Records drawn from a dataset >>
********
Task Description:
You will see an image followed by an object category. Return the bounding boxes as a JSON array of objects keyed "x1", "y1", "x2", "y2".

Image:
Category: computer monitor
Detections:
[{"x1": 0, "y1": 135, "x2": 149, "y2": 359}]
********
REQUIREMENT >> Please print the records above exactly, leaving nothing out.

RESULT OF THIS TASK >>
Task Description:
You will see an image followed by an object category. Return the bounding boxes as a JSON array of objects keyed "x1", "y1", "x2", "y2".

Image:
Category: computer monitor
Detections:
[{"x1": 0, "y1": 135, "x2": 149, "y2": 359}]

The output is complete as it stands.